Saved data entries
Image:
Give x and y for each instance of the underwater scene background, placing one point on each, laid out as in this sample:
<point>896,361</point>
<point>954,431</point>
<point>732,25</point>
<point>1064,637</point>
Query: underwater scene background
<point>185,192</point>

WORK INSTRUCTIONS: This task calls for every entry above to be transcribed exactly.

EXPECTED OUTPUT:
Image:
Give x and y for each instance of the underwater scene background, placing one point on each, laid out as in this sample:
<point>896,361</point>
<point>954,431</point>
<point>732,25</point>
<point>1064,637</point>
Query: underwater scene background
<point>185,192</point>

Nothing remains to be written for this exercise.